● **Goal**: Give the lines of the records below as a numbered list, skipping blank lines and leaving out the pictures.
++++ Data rows ++++
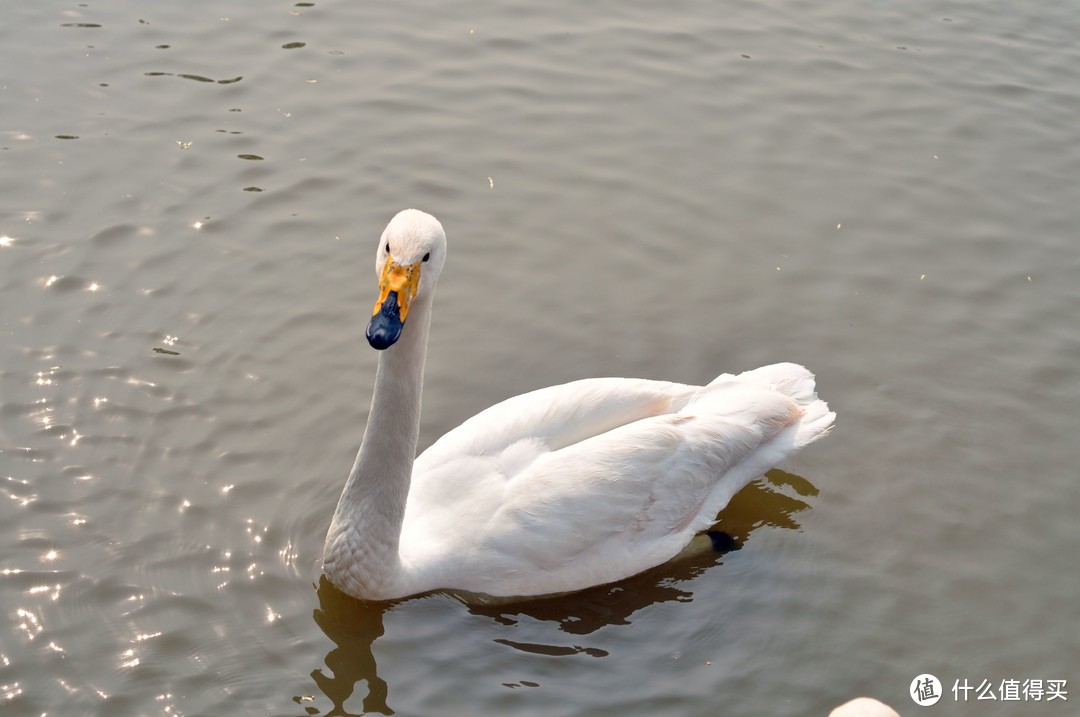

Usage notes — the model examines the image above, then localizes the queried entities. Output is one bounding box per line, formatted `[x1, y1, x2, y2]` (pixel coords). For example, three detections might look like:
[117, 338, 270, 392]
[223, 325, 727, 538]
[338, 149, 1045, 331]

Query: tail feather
[706, 363, 836, 448]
++++
● **Response**:
1. Usage notes — the model examines the image above, then localizes the queried entities. Output is one bounding box per line, formatted `[x1, y1, x2, y2]` (pixel coords). For example, three detections might look like:
2. [117, 338, 270, 392]
3. [223, 325, 727, 538]
4. [338, 149, 1045, 331]
5. Query: tail feather
6. [706, 363, 836, 448]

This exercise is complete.